## Exercise instructions:
Everything from the line holding "Using the photo shown above, find the sidewalk." through the last line of the listing needs to be repeated exactly, with no other lines.
** Task material follows **
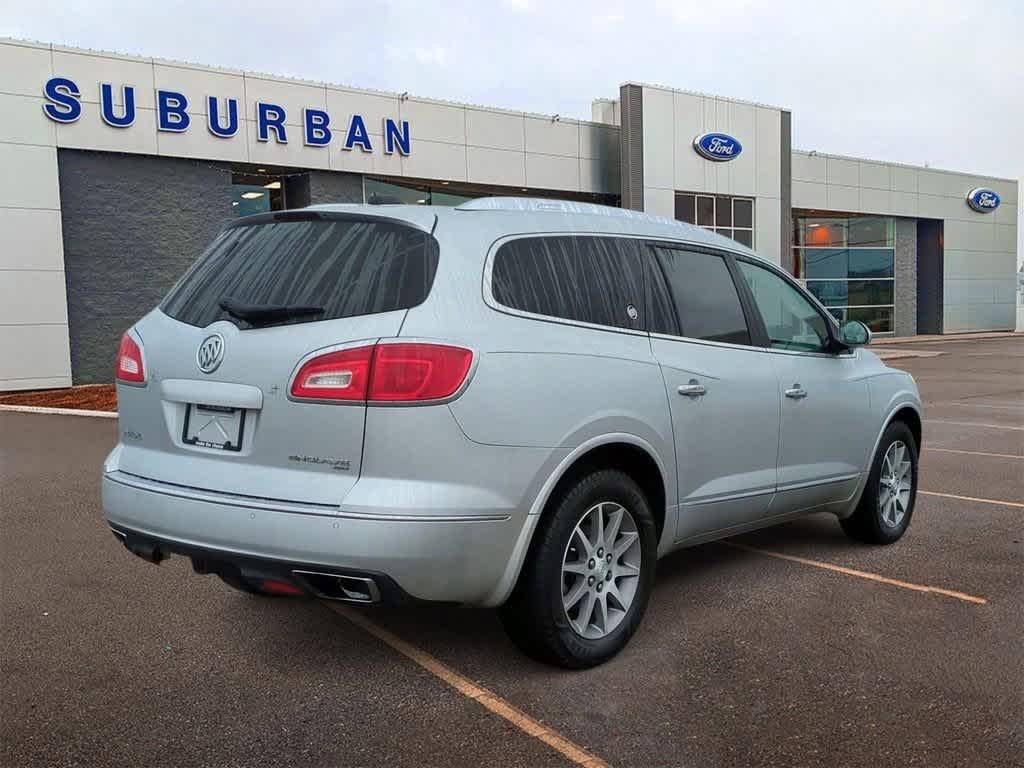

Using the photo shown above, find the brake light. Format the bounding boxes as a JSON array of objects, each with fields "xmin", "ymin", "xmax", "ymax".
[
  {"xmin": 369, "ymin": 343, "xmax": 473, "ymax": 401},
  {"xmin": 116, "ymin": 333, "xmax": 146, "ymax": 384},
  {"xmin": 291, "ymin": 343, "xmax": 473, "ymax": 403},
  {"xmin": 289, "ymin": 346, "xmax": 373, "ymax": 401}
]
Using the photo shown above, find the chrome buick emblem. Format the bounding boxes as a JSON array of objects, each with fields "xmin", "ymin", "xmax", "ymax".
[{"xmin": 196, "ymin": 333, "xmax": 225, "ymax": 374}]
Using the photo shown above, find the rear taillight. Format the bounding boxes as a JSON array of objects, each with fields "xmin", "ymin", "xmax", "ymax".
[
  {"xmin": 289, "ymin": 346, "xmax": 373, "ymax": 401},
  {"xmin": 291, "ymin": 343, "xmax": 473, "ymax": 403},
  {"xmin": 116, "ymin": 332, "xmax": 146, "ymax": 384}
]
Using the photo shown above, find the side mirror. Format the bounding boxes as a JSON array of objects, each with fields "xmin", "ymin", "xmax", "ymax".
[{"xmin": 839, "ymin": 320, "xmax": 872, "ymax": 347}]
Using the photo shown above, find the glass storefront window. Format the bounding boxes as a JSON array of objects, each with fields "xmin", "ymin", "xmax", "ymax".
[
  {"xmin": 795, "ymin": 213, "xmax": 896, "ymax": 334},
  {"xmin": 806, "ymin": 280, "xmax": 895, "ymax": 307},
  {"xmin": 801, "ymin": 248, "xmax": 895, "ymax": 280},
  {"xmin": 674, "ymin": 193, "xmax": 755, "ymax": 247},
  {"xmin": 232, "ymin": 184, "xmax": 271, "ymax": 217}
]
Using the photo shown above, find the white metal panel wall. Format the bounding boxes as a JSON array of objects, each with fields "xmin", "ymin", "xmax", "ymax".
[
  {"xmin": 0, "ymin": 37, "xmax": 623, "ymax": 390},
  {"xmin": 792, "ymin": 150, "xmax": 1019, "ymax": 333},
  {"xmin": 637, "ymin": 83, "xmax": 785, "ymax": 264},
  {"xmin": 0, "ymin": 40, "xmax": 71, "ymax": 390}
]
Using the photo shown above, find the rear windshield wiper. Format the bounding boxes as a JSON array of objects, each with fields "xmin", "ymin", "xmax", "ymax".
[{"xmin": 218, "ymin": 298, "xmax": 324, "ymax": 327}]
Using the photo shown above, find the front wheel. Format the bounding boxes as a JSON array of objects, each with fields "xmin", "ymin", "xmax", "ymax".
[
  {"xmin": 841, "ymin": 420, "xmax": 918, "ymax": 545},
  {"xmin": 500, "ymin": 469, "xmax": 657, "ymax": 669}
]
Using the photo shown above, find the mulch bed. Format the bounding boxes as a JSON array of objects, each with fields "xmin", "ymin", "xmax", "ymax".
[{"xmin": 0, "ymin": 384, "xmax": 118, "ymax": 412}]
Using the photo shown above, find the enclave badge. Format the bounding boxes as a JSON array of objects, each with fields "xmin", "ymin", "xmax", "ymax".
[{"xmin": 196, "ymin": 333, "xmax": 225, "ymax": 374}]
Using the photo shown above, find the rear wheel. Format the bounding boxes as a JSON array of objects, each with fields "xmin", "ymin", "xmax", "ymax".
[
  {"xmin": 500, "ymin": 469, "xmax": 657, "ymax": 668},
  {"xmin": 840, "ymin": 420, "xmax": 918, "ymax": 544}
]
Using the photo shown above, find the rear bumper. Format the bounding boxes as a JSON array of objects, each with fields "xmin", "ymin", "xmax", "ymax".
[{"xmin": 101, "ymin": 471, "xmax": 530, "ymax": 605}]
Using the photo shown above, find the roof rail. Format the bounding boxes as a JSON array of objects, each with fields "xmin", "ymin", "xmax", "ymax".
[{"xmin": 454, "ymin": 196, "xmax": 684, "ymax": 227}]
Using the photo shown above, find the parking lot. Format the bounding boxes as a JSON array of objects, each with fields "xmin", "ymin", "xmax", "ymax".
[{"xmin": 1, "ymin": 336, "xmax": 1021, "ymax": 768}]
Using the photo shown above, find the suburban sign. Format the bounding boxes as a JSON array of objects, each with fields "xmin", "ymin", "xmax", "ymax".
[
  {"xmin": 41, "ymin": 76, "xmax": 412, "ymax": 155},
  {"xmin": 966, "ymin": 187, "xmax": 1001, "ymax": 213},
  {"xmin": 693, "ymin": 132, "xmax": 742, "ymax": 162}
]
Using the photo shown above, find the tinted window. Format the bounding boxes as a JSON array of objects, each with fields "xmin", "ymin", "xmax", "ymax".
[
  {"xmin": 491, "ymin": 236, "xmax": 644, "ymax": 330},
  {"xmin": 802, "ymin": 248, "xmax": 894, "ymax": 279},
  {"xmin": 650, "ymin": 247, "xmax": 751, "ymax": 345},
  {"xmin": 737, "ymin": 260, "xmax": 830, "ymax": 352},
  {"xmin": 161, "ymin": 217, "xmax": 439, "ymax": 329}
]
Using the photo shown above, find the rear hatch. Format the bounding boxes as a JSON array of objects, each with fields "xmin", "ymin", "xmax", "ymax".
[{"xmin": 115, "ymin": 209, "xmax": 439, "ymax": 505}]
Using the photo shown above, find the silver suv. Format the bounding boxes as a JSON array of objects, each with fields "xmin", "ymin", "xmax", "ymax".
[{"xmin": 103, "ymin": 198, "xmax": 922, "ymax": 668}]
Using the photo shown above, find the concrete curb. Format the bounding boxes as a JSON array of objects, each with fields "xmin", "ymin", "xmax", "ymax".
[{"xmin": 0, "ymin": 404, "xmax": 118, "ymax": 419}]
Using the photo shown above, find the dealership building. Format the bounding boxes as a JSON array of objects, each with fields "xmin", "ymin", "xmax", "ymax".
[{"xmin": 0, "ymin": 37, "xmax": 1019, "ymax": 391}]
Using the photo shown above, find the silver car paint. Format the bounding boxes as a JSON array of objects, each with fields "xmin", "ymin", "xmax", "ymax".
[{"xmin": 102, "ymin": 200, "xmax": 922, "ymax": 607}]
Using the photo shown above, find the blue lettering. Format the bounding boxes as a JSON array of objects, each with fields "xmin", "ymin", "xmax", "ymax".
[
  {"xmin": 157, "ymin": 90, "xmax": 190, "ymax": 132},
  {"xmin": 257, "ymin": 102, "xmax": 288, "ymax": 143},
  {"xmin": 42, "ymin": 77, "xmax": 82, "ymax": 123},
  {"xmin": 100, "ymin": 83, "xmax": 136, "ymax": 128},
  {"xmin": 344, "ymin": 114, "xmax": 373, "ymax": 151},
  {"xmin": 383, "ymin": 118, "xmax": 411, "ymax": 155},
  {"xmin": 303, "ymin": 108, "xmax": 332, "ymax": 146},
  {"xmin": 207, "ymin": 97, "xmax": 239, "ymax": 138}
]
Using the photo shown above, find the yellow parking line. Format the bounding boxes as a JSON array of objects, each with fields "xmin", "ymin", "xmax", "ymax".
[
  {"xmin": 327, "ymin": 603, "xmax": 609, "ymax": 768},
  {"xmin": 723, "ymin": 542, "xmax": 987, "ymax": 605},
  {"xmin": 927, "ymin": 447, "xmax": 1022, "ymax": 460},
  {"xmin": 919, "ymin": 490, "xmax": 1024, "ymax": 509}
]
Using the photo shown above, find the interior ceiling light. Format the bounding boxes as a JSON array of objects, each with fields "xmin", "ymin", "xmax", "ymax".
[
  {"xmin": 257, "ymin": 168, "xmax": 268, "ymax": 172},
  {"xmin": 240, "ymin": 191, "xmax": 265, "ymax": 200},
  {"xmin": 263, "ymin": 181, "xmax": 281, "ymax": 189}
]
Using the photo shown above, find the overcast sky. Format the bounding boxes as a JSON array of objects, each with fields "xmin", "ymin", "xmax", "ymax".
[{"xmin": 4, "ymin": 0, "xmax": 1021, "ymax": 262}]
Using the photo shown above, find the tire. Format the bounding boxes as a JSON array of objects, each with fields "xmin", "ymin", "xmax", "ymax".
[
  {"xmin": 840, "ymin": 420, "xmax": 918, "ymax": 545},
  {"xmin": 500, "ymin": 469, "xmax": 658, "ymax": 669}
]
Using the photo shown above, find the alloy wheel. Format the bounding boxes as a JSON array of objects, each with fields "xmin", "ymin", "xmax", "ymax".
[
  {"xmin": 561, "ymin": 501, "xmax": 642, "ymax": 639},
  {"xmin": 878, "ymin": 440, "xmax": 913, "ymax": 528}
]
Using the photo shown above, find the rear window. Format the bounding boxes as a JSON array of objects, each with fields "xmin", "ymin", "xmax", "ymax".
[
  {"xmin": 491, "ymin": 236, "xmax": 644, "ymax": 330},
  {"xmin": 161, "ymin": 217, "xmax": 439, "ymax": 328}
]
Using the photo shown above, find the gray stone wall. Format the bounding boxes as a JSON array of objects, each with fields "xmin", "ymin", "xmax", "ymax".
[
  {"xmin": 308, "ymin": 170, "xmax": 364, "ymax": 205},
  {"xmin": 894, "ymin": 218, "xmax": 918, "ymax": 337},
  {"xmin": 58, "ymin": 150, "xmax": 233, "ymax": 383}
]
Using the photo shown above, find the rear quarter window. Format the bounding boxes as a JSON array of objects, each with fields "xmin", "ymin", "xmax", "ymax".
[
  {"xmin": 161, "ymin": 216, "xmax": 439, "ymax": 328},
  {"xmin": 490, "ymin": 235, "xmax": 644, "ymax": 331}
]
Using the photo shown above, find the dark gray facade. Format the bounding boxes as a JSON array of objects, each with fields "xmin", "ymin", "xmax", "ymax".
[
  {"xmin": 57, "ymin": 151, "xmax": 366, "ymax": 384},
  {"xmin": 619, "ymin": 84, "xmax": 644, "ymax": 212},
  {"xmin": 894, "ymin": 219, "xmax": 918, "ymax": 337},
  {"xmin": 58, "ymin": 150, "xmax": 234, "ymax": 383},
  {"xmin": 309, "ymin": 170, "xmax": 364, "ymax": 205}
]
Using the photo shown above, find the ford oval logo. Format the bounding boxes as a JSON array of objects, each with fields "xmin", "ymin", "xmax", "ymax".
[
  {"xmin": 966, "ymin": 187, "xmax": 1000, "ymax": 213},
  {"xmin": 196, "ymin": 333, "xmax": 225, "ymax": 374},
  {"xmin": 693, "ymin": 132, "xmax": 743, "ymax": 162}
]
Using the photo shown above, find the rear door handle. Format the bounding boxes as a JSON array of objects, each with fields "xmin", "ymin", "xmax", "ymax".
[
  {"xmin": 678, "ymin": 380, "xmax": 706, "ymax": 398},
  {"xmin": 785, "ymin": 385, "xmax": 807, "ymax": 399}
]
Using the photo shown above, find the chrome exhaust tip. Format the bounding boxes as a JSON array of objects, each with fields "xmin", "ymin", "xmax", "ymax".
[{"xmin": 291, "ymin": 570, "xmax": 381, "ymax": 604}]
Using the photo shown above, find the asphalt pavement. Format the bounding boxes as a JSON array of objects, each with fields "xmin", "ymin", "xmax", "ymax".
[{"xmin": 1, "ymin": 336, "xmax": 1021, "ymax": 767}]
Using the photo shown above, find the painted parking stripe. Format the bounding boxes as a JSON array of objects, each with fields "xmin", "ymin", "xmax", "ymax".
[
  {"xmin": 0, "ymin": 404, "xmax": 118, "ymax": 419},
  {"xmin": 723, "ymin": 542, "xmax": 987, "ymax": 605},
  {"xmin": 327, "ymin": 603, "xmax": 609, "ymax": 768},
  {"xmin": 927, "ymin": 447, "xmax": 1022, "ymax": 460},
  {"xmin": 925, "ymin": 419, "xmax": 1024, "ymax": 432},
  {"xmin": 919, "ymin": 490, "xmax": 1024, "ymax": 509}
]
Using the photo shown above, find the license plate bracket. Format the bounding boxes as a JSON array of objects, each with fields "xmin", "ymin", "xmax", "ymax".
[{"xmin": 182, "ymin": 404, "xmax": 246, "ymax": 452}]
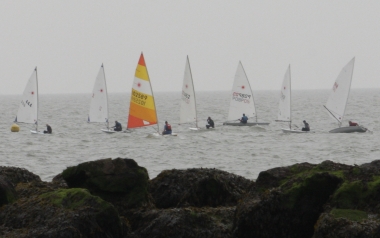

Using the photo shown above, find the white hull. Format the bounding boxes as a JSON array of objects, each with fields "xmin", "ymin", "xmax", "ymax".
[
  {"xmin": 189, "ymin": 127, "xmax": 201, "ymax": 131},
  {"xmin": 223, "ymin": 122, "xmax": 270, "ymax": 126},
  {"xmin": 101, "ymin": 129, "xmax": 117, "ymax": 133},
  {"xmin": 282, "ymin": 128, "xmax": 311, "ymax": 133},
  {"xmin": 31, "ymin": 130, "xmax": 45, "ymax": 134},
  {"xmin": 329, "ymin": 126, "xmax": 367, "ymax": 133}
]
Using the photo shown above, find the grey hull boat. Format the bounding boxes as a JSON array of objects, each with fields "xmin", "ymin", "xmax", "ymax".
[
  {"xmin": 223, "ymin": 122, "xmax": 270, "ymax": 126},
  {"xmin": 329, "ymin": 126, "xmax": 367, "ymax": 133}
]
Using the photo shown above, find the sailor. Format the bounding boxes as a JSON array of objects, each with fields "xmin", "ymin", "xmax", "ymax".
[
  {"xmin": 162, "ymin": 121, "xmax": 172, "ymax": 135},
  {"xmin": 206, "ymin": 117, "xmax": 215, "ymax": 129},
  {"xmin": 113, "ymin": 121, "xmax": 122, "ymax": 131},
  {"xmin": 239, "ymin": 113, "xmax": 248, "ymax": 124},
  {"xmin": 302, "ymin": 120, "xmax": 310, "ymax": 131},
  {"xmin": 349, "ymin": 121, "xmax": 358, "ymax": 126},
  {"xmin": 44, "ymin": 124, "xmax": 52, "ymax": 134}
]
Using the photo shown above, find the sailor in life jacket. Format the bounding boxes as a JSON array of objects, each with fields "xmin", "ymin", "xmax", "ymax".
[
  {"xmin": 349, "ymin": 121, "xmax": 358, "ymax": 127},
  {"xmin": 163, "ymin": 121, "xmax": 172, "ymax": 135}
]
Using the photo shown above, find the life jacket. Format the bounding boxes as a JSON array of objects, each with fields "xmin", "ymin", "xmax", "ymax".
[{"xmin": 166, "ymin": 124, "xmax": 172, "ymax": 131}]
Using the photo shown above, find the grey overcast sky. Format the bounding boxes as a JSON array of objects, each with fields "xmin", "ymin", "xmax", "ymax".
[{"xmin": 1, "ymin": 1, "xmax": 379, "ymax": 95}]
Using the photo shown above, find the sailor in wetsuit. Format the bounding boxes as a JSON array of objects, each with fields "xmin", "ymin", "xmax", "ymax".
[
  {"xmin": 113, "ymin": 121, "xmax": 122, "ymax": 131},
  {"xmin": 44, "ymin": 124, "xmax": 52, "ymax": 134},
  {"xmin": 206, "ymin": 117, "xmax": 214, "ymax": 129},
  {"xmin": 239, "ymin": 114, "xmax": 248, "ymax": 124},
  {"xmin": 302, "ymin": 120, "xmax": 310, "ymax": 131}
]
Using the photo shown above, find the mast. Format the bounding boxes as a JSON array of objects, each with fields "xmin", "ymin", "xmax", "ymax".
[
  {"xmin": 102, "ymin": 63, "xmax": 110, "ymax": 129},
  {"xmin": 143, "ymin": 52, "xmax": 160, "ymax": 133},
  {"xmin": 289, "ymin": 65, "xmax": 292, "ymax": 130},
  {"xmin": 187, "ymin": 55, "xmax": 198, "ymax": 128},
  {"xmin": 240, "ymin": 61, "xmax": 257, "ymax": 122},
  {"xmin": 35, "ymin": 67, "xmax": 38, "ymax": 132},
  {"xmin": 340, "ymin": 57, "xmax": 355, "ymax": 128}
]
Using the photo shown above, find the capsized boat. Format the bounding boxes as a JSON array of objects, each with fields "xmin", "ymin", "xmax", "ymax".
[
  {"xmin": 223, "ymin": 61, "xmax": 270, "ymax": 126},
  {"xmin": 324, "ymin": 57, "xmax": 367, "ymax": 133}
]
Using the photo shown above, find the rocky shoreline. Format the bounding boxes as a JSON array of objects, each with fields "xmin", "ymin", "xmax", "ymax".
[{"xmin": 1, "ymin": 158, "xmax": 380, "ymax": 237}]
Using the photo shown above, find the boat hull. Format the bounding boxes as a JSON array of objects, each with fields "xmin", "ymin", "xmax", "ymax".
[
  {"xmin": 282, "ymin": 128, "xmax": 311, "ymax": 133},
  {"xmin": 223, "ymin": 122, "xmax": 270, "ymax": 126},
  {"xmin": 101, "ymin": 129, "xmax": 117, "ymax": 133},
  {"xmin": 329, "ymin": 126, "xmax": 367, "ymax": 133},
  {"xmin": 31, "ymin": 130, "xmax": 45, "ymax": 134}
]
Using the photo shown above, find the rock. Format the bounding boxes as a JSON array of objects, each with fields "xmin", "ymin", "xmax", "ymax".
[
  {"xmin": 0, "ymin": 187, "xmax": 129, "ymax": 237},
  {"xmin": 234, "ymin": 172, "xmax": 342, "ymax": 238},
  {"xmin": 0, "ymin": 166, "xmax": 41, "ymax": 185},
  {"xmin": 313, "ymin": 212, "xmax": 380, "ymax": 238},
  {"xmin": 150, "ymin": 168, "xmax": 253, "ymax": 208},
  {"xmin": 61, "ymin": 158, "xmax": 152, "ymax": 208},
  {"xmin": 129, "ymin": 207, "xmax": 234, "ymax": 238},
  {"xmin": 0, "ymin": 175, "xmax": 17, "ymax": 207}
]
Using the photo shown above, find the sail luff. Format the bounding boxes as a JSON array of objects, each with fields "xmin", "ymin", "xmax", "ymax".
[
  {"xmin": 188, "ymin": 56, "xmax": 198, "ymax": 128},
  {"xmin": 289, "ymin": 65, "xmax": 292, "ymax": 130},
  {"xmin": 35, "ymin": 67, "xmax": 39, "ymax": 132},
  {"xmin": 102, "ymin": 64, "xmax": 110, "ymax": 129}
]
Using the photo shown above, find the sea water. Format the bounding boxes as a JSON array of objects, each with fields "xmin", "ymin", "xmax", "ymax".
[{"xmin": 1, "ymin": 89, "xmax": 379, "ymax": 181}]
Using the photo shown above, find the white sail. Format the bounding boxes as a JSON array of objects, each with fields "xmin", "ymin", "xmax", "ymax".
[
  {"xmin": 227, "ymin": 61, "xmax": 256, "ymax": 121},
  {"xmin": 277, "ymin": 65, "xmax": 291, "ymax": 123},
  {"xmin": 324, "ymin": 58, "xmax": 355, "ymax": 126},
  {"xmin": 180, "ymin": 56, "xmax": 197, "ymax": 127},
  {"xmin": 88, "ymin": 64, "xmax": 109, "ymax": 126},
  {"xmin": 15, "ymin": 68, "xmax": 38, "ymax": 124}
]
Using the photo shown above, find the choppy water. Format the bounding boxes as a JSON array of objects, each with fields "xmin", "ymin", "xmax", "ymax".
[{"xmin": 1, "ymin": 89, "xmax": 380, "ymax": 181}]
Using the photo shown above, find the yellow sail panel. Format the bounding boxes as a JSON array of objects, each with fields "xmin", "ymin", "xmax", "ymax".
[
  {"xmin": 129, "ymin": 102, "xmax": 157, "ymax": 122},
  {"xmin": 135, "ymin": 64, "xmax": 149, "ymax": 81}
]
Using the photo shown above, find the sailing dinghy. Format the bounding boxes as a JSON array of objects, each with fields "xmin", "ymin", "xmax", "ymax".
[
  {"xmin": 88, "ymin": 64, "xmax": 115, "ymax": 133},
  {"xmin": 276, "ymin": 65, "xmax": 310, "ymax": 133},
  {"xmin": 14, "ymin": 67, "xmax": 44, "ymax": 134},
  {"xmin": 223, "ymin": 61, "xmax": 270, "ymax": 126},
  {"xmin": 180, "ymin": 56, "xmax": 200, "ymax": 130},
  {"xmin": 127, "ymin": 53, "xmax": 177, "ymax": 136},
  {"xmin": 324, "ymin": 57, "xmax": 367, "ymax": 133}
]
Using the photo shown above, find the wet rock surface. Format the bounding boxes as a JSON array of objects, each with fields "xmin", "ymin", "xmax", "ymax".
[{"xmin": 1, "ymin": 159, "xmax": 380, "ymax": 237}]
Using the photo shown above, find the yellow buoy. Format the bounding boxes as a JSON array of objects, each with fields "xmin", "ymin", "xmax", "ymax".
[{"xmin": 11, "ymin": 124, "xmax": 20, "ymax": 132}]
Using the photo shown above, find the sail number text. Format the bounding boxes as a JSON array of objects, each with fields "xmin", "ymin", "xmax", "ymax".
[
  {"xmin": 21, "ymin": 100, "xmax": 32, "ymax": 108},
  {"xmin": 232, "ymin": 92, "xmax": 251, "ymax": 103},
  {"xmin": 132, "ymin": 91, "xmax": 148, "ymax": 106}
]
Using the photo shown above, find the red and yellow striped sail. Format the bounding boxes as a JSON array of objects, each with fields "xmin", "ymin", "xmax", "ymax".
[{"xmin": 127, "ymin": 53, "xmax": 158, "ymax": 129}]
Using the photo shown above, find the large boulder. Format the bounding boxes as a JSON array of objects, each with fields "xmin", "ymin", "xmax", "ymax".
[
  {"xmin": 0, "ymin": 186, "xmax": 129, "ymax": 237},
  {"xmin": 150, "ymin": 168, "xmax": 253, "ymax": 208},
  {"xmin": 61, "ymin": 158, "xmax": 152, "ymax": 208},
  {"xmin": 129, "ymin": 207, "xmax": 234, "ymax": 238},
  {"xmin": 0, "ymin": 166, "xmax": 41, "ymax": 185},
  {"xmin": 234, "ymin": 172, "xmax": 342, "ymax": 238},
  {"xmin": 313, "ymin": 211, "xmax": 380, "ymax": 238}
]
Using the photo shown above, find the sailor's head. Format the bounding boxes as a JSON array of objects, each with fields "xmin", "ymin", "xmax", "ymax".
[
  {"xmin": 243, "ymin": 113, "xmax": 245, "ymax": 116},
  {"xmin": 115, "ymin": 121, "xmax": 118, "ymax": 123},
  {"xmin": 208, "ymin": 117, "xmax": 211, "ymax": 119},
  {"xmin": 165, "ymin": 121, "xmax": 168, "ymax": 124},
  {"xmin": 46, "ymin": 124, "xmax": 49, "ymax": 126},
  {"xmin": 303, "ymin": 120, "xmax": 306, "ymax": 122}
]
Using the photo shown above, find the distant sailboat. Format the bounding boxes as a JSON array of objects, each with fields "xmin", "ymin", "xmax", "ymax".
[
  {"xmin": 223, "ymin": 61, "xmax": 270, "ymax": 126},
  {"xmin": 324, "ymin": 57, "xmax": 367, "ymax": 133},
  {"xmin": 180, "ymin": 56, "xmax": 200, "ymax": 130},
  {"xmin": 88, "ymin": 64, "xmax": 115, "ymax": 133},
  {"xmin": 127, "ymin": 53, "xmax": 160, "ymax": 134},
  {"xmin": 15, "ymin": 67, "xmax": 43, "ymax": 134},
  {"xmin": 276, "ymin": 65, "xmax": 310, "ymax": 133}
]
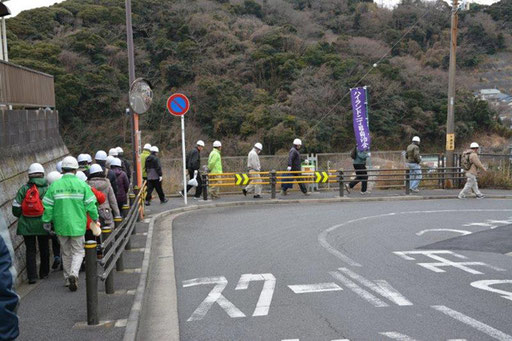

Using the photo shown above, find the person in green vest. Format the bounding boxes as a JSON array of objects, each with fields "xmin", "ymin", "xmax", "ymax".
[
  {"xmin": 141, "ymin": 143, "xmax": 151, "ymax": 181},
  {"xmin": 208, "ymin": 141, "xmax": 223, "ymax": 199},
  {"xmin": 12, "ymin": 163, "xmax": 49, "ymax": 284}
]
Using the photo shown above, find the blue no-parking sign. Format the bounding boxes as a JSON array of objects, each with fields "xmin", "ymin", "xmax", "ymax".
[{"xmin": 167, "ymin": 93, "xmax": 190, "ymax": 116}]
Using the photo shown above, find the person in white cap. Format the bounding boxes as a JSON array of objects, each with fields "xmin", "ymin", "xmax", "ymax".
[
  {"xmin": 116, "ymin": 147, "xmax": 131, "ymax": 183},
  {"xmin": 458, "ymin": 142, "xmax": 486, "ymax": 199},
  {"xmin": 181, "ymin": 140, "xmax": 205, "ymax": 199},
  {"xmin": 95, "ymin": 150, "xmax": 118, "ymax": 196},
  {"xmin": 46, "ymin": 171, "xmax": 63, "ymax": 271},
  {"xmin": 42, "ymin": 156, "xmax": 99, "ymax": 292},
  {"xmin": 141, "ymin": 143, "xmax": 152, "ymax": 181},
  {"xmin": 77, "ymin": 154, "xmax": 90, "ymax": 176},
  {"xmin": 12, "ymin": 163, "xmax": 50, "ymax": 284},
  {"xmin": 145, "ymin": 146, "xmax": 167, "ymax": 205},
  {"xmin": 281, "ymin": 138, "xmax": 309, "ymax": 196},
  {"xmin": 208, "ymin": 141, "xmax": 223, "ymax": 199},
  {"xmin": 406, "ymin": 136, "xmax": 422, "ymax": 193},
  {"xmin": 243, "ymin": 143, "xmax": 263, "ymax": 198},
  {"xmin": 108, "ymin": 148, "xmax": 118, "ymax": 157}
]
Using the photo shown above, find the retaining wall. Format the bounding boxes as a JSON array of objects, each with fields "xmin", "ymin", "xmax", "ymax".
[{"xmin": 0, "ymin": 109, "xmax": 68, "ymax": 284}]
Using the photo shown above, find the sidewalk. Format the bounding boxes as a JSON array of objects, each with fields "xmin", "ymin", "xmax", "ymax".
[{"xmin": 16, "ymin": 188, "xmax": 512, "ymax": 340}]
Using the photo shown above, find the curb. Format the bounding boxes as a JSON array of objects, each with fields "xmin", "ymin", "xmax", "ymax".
** End of Task material **
## Written solution:
Using the photo shown above, find the sidewalk. Format the bounding boxes as a JSON array of objects, each with fields "xmin", "ymin", "xmax", "ymax".
[{"xmin": 16, "ymin": 188, "xmax": 512, "ymax": 340}]
Using the photo shown above, find the curb. Format the bounding boxes as a JSON array of objects, each with fields "xmin", "ymin", "xmax", "ymax".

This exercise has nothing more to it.